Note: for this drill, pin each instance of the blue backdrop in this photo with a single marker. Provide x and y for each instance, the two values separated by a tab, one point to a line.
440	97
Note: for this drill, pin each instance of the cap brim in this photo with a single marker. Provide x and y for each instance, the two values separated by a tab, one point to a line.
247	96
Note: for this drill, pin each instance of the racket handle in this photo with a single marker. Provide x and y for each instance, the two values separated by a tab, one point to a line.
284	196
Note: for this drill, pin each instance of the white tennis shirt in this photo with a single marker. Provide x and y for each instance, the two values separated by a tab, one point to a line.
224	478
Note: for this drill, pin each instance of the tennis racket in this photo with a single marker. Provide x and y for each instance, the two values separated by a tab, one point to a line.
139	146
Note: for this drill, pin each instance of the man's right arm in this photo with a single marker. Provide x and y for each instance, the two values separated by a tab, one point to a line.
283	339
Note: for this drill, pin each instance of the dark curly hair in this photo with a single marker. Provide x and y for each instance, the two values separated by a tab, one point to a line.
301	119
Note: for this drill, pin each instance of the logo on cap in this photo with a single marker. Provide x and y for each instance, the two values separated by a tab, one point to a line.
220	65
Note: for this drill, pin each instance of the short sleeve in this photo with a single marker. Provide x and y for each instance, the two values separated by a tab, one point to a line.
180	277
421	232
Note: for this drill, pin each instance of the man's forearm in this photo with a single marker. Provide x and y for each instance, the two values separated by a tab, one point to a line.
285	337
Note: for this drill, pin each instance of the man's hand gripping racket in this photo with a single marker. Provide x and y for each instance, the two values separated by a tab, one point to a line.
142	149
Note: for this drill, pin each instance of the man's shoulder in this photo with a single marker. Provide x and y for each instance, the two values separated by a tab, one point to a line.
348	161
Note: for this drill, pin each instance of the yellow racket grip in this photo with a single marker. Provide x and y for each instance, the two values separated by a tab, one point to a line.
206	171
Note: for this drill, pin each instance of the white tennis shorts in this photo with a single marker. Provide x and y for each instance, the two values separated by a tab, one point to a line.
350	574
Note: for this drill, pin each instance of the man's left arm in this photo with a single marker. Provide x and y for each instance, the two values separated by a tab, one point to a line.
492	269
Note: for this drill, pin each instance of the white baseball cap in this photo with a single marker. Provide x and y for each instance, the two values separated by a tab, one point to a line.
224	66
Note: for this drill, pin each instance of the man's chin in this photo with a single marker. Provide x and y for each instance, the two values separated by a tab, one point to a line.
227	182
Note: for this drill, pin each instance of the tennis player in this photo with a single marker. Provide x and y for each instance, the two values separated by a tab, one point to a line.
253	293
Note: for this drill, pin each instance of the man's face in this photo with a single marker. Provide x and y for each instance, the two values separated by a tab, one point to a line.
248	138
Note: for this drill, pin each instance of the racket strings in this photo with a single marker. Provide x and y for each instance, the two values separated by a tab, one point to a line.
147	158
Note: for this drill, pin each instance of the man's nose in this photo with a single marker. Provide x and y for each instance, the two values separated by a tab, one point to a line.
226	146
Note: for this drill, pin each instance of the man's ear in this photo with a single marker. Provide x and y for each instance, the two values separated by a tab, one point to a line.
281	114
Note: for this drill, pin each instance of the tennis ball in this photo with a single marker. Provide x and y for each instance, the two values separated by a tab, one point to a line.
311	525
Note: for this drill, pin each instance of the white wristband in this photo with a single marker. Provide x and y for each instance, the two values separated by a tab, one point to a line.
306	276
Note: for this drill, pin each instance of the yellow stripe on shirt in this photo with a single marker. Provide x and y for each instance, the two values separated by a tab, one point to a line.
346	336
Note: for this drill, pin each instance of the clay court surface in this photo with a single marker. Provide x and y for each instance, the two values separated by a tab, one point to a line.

■ ACTION ITEM:
Return all of the data precisely as it appears.

■ ANSWER SECTION:
Note: for this drill, pin each instance of the blue backdrop in this photo with a single marker. Provide x and y for each instance, the two values separated by a tab, one point to a line.
440	97
Note: for this drill, pin each instance of the cap brim in this photo with a single marker. Provide x and y for each instance, the two values separated by a tab, one point to a line.
247	96
Note: for this drill, pin each instance of the racket handle in this photo with a single marker. Provide x and y for each instance, the two values separated by a tab, one point to a line.
284	196
Note: for this drill, pin each instance of the white tennis shirt in this photo with a single marker. Provide x and y for each instance, the two values separated by a tab, one point to a line.
224	478
Note: for this drill, pin each instance of the tennis racket in this photo with a single marker. Provide x and y for each instance, the two values separated by a tab, one point to a line.
139	146
Note: for this drill, pin each instance of the man's right arm in this photo with a single marker. Provide x and y for each instance, the two values separated by a tab, one point to a line.
283	339
Note: for this drill, pin each instance of the dark curly hair in this photo with a single marker. Provide x and y for each instance, the two values separated by a tab, one point to a line.
301	119
Note: for this drill, pin each instance of the logo on cap in this photo with a single marker. Provide x and y for each instance, the two values separated by a tab, one point to a line.
220	65
Note: for this drill, pin each instance of the short sleeve in this photo with a single marker. Provide x and y for each instance, the two values separated by a tab, one point to a line.
180	277
421	232
Note: for this drill, pin each instance of the man's forearm in this photo with a single marker. Provide x and y for each instance, the two values separated by a tab, one point to a line.
285	337
Note: for this drill, pin each instance of the man's hand gripping racket in this photo with a single marker. Provide x and y for each instance, the two values separated by a tab, one point to a line.
142	149
Note: for this drill, pin each instance of the man's shoulder in this photo with a single marker. Provide x and y for each instance, the two values separated by a tab, one point to a line.
348	161
Note: for this drill, pin each instance of the yellow racket grip in this photo with a single marker. Provide x and y for each instance, the two values separated by a tab, one point to a line.
206	171
Note: for this drill, pin each instance of the white tennis shorts in this photo with a single marker. Provide x and y for each instance, the two values separated by a tab, one point to a line.
350	574
Note: for this drill, pin each instance of the man's left arm in this photo with a single marker. Provide x and y for each instance, the two values separated by a tab, one point to a line.
492	269
Note: for this drill, pin each instance of the white baseball cap in this photo with a single marker. Provide x and y for each instance, the two values separated by a tab, one point to a line.
224	66
Note: for this drill, pin each instance of the man's chin in this photo with a single marker. Provide x and y for each instance, the two values separated by a tab, one point to a line.
227	182
Note: for this drill, pin each instance of the tennis player in this photo with a single marker. Provide x and y for each instance, the two values separated by a tab, one point to a line.
253	293
Note: for this drill, pin each instance of the man's face in this photo with a single marker. Provide x and y for each instance, the two values separated by a tab, one point to a line.
248	138
Note: for this drill, pin each instance of the racket strings in this photo with a single marker. Provide x and y for each instance, the two values separated by a tab, one point to a line.
147	158
Note: for this drill, pin each instance of the man's nose in this photo with a single marker. Provide x and y for each instance, the two values separated by a tab, one point to a line.
226	146
Note: for this drill, pin each instance of the man's ear in this photo with a single marker. Provide x and y for each instance, the two values separated by a tab, one point to a line.
281	114
Note: for this drill, pin each instance of the tennis ball in this photo with a single marker. Provide x and y for each instance, the two values separated by a tab, one point to a line.
311	525
Note: for this drill, pin each instance of the white wristband in this photo with a single marker. Provide x and y for each instance, the two values separated by a tab, one point to a line.
306	276
Note: for this drill, pin each instance of the yellow stripe on shirt in this photo with a single marker. Provide x and y for each instance, the two values separated by a tab, one point to a line.
346	336
Note: for this drill, pin each instance of the clay court surface in this photo with a single marker. Provide x and y for each instance, the two values separated by a tab, one point to a line.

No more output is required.